Yönetimin eli şu an çok güçlü
Galatasaray taraftarının ve camianın Fenerbahçe maçlarına verdiği önem ve takımın şu anki durumu, diğer taraftan Rijkaard’dan boşalacak koltuğa oturmayı düşünen adayları da korkutmuyor değil. Aslında yönetimin eli şu anda daha güçlü. Çünkü, Rijkaard’ın arkasındaki taraftar desteği artık yok. Ama bu yok olan desteğin bir tepki olarak yönetime dönmesi de beklenesi bir durum olur. Bu da anormal bir durum değil.
Polat ve G.Saraylılar Terim’i istiyor ama...
G.SARAY taraftarının, basit bir muhasebe yaptığında Adnan Polat ve yönetiminin Gerets, Feldkamp, Ümit Davala, Skibbe, Bülent Korkmaz ve son olarak Rijkaard ile beraber gönderdiği teknik adamların sayısı ve şekline bakarak “Hatayı kendinizde arayın” demesi olayı başka boyutlara taşır. Sayın Başkan’ın ve belki de Galatasaray camiasının kafasındaki isim Fatih Terim. Hatta, Tugay Kerimoğlu’nun, Fatih Hoca’nın yanına yakışmasının ötesinde doğru bir tercih olduğu gerçeği de var. Peki bu oluşumun sıkıntıları ve artıları yok mu?. Var tabii ki...

[Kısa problem A]
Girdilerde "On this screenshot, the black and" ifadesinin geçtiği satırdan başlayıp "[286,175,315,236]" ifadesinin geçtiği satıra kadar giden satırları, iki uç da dahil, yalnızca bunları yeniden yaz. Koordinat olmayan satırları aynen koru, cevaplardaki her koordinat değerini 2 ile çarp ve buçukları yukarı yuvarlayarak tam sayıya yuvarla.

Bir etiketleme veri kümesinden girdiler
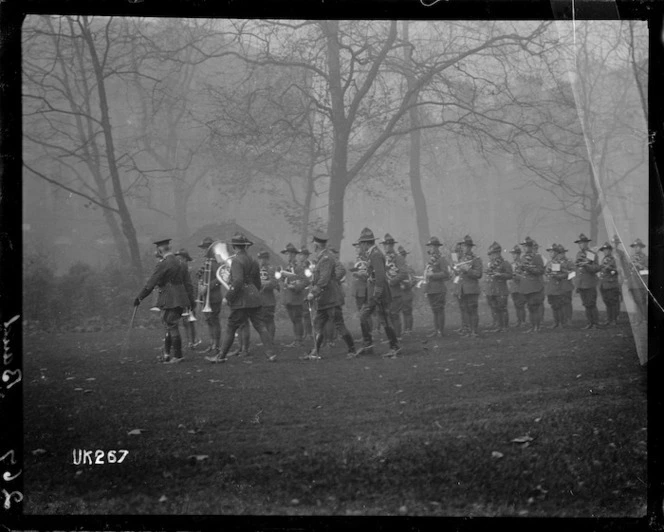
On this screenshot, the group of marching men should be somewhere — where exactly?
[134,228,648,364]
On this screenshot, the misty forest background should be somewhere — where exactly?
[23,16,648,328]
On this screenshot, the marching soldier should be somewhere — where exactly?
[256,251,279,342]
[424,236,450,337]
[358,227,401,358]
[381,233,408,338]
[175,248,201,349]
[454,235,482,337]
[134,238,191,364]
[544,244,570,329]
[197,236,222,354]
[599,242,620,325]
[297,246,313,340]
[507,244,526,327]
[574,233,600,329]
[627,238,648,321]
[515,236,544,332]
[485,242,513,332]
[205,233,276,363]
[397,246,415,334]
[304,233,357,360]
[281,242,307,347]
[556,244,575,328]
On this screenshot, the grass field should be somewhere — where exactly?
[24,308,647,517]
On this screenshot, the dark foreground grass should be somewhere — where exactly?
[24,314,647,517]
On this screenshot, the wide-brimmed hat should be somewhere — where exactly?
[231,233,254,247]
[281,242,299,253]
[198,236,214,249]
[175,248,194,262]
[312,231,330,244]
[357,227,376,243]
[574,233,592,244]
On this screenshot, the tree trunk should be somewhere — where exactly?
[80,17,143,278]
[403,21,430,264]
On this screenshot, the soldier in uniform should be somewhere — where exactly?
[424,236,450,337]
[205,233,276,363]
[544,244,573,329]
[197,236,222,354]
[381,233,408,338]
[175,248,201,350]
[574,233,600,329]
[514,236,544,332]
[358,227,401,358]
[281,242,307,347]
[507,244,526,327]
[627,238,648,322]
[484,242,513,332]
[256,250,279,342]
[304,233,357,360]
[454,235,483,337]
[397,246,415,334]
[134,238,191,364]
[599,242,620,325]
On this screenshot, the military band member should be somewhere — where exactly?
[397,246,415,334]
[175,248,201,349]
[514,236,544,332]
[297,246,313,340]
[599,242,620,325]
[454,235,483,337]
[134,238,191,364]
[484,242,514,332]
[358,227,401,358]
[197,236,222,354]
[205,233,276,363]
[627,238,648,321]
[424,236,450,337]
[256,251,279,342]
[281,242,307,347]
[574,233,600,329]
[544,244,574,329]
[507,244,526,327]
[304,233,357,360]
[381,233,408,338]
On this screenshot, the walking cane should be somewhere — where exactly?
[120,305,138,356]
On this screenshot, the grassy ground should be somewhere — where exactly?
[24,306,647,516]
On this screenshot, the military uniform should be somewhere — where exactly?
[358,228,400,357]
[599,242,620,325]
[197,237,223,353]
[627,238,648,320]
[398,246,415,334]
[305,233,356,359]
[507,245,526,327]
[381,233,408,338]
[206,233,276,362]
[574,233,600,329]
[134,238,191,362]
[424,236,450,336]
[514,236,544,332]
[281,243,309,346]
[484,242,514,332]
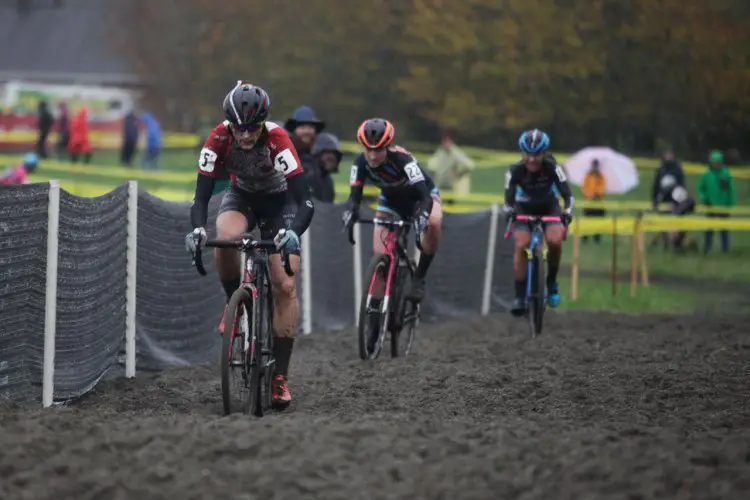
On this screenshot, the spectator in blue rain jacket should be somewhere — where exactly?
[141,112,161,170]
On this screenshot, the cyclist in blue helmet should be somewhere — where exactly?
[503,129,573,316]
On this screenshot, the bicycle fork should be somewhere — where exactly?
[526,233,547,297]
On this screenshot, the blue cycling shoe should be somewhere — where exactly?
[547,283,560,308]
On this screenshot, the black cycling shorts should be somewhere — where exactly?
[219,184,299,255]
[513,201,562,233]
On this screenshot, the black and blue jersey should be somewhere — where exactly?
[505,154,573,208]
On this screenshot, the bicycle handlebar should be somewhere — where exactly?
[349,217,422,252]
[503,215,568,240]
[193,234,294,276]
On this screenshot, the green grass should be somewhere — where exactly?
[557,276,702,315]
[0,149,750,314]
[562,232,750,283]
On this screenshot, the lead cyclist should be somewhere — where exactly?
[185,81,314,408]
[503,129,573,316]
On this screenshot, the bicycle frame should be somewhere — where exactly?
[356,217,411,316]
[505,215,568,297]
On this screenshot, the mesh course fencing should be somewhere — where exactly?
[0,184,513,403]
[0,184,49,401]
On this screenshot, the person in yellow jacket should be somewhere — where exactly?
[427,133,474,204]
[581,159,607,243]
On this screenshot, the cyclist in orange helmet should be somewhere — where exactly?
[344,118,443,302]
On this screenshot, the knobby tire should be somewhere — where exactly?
[253,268,275,417]
[529,246,546,337]
[357,255,392,361]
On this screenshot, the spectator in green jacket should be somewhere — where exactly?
[698,151,735,253]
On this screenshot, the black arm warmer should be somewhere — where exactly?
[190,174,216,228]
[505,172,518,207]
[557,180,573,208]
[286,175,315,236]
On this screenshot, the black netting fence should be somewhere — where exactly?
[0,184,513,401]
[136,192,224,370]
[54,186,128,399]
[0,184,49,401]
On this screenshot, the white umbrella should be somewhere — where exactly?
[565,147,638,194]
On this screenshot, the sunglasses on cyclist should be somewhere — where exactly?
[232,123,263,132]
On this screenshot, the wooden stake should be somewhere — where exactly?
[630,214,641,297]
[638,223,648,288]
[611,215,617,297]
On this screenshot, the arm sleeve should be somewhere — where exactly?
[505,167,518,207]
[412,181,432,215]
[287,175,315,236]
[349,162,365,208]
[190,174,216,228]
[553,163,573,209]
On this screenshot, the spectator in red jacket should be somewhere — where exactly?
[68,106,91,163]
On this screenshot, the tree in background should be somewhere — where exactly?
[111,0,750,157]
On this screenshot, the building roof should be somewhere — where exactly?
[0,0,138,84]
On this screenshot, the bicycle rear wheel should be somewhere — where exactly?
[221,288,253,415]
[529,247,546,337]
[357,255,391,361]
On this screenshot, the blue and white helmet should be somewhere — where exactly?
[23,153,39,169]
[518,128,549,155]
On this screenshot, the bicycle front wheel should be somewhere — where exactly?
[251,270,276,417]
[529,247,546,337]
[221,288,253,415]
[357,255,390,361]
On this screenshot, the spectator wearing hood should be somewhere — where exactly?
[141,113,161,170]
[284,106,325,182]
[698,151,735,253]
[651,150,687,210]
[120,111,140,167]
[308,132,343,203]
[55,102,70,160]
[427,132,474,196]
[0,153,39,186]
[68,106,92,163]
[36,101,55,158]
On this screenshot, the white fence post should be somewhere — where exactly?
[300,228,312,335]
[352,224,362,327]
[482,203,500,316]
[125,181,138,378]
[42,180,60,408]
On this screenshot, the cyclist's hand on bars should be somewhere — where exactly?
[414,212,430,234]
[560,207,573,226]
[273,229,300,254]
[341,207,359,229]
[185,227,208,253]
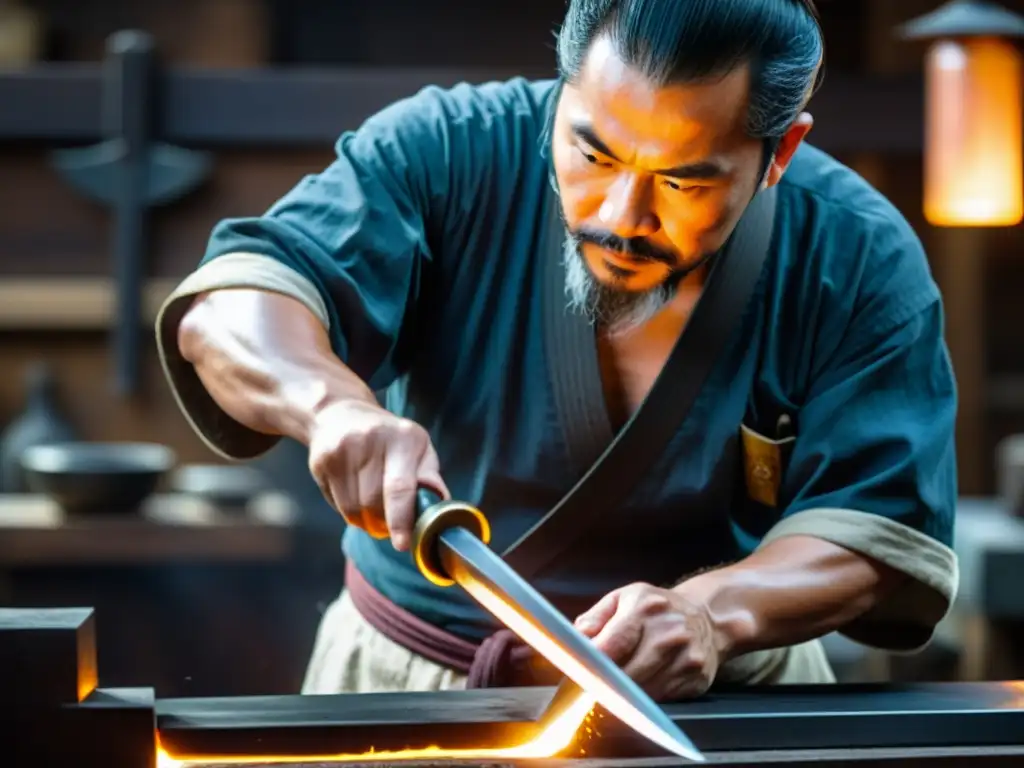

[Kısa problem B]
Metin parçasına göre Sayın Başkan'ın ve belki de Galatasaray camiasının kafasındaki isim kim?

[Doğru cevap A]
On this screenshot, the black and blue jersey should be somewhere — where exactly?
[1010,308,1146,416]
On this screenshot, the bicycle handlebar should be somewhere — where exactly?
[698,434,844,504]
[1006,430,1136,480]
[386,468,588,552]
On this screenshot, the green grass should be somewhere — where exactly?
[1114,552,1404,630]
[0,298,1500,628]
[1124,464,1500,566]
On this screenshot, the lead cyclist should be somewhere — where exactly?
[370,162,628,816]
[1006,258,1146,632]
On this screenshot, the bicycle frame should be somewhere — where exactly?
[712,434,822,632]
[1010,430,1136,594]
On this screenshot, the mesh course fencing should be somewhere — where exactly?
[0,368,1026,806]
[0,368,98,802]
On this screenshot, the person in yellow jacket should be somewhere — where exactly?
[854,266,948,408]
[1162,318,1214,486]
On this screenshot, the cyclist in orange helmet should be somewhere — where exactly?
[688,236,886,604]
On this screenshot, the knobby tire should be somewhere — where exactly?
[506,536,550,834]
[1058,492,1092,674]
[714,510,784,722]
On this screenshot, the spectator in green jacket should be somewhere — where exactly?
[1396,302,1470,506]
On this screenshot, the black arm warmer should be somewhere — where exactly?
[380,348,432,456]
[1010,344,1036,414]
[1114,360,1146,416]
[572,350,630,472]

[Doğru cevap B]
Fatih Terim.